[Challenge] In the listing, scale the lines from the one holding "Target: red and gold costume trim" through the end, inclusive. Write them out again with the requests, multiplying every coordinate in the answers by 0.85 and rounding to whole numbers, with halves rounded up.

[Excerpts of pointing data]

○ ○ ○

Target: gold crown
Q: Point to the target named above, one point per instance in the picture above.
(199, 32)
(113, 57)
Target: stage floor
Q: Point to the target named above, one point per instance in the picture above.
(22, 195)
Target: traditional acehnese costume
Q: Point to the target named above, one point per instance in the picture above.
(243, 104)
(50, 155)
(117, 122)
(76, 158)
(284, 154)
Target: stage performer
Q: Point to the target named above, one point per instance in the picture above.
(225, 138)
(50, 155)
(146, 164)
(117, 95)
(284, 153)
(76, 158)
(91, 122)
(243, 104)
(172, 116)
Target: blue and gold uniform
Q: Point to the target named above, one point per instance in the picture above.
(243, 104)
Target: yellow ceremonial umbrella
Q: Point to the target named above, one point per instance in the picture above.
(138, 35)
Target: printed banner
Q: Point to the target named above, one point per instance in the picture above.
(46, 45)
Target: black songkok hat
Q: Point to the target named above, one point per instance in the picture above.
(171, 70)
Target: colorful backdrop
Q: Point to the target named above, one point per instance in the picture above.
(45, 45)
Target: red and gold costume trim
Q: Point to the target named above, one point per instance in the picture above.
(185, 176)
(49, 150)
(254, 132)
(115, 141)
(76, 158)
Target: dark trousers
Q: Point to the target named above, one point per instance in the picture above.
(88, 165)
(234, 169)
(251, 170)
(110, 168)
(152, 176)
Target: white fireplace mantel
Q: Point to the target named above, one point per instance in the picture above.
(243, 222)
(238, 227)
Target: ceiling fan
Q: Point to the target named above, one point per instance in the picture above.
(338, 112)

○ ○ ○

[The result]
Target: red and gold costume trim
Q: Point to the target named above, one point per instance in the picture above.
(157, 150)
(42, 128)
(216, 112)
(98, 120)
(65, 134)
Target: dark trousers
Q: Point to the target named above, one point per instance in the picture above.
(75, 140)
(199, 144)
(213, 145)
(94, 143)
(129, 150)
Target: white fireplace mantel
Q: Point to the target named above, one point per instance in the picture above.
(207, 189)
(202, 193)
Target: ceiling fan
Q: Point to the target named above, one point per instance in the picture above.
(287, 95)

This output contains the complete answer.